Please rewrite everything in the material from the line containing "Target: white building facade" down through the end, and nothing else, keeping every line including the requests. Scale each point coordinate by 0.35 and round it to a whole number, with halves rounding up.

** Begin AVAILABLE RECORDS **

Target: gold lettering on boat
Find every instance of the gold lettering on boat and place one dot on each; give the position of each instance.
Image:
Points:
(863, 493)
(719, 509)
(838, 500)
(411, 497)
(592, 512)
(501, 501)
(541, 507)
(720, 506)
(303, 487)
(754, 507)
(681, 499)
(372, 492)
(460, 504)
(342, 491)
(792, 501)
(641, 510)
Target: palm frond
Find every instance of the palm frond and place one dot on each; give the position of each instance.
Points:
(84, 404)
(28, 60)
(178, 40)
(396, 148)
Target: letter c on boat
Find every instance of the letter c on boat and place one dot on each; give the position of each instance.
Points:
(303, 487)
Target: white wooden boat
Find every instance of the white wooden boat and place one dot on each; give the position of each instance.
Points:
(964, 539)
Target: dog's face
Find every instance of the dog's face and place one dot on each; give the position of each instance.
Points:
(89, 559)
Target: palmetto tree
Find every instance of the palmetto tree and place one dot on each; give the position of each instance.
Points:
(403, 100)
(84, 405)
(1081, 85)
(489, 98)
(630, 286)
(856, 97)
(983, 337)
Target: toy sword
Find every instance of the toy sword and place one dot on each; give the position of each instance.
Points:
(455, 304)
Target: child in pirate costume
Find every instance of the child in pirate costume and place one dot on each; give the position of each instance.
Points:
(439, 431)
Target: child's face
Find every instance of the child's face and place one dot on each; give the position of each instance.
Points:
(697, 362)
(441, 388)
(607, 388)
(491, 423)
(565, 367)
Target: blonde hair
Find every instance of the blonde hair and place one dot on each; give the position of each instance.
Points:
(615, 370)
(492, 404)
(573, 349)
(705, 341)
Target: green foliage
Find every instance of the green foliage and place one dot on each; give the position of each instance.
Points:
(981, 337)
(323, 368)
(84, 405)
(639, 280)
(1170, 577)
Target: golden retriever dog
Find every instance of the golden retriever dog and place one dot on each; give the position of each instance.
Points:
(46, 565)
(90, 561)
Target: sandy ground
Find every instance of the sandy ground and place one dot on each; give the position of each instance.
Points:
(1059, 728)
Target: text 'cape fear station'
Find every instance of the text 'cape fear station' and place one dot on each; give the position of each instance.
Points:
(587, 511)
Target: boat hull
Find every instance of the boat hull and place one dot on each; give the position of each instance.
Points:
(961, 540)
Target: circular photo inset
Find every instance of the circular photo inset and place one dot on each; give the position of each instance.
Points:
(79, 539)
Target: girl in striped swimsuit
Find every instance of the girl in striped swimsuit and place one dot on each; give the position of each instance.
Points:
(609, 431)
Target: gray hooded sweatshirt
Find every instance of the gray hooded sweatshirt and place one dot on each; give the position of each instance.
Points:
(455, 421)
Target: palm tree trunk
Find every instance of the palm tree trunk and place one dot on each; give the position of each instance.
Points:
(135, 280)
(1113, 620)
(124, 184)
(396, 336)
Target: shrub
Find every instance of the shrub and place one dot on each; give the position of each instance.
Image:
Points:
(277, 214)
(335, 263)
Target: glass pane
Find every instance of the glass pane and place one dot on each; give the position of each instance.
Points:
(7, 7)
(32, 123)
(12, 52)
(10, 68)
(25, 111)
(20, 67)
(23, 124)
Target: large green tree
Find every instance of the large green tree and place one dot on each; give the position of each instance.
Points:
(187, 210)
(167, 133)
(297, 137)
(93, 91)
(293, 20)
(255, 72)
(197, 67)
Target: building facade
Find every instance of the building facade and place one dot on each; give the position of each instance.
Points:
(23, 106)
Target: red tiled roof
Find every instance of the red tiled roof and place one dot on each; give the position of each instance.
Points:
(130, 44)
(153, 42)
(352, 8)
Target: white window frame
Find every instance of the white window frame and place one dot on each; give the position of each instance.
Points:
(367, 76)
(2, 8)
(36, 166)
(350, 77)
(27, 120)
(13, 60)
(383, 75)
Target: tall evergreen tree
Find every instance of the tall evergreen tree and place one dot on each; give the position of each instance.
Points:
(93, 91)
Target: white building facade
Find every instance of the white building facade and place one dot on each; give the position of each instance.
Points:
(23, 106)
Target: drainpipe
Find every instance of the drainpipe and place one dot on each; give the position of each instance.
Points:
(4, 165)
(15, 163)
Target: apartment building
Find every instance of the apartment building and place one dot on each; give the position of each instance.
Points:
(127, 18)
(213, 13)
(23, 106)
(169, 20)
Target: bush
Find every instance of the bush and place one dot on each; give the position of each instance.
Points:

** End AVAILABLE RECORDS **

* [ANSWER FOR THE TASK]
Target: white building facade
Find every instance of the white building facade and place one dot on each; give the position of each instance.
Points:
(8, 37)
Target: drainpipe
Find every instance of the drainpipe and place one dot on each; give the position of each instance.
Points:
(1, 58)
(5, 57)
Target: apartment building
Find every instance of the apartment building and place one dot on each; give the position of each instance.
Points:
(44, 6)
(75, 5)
(8, 37)
(59, 7)
Target: bush
Find every instance of the bush and place one dot on each; give the position of each instance.
Points:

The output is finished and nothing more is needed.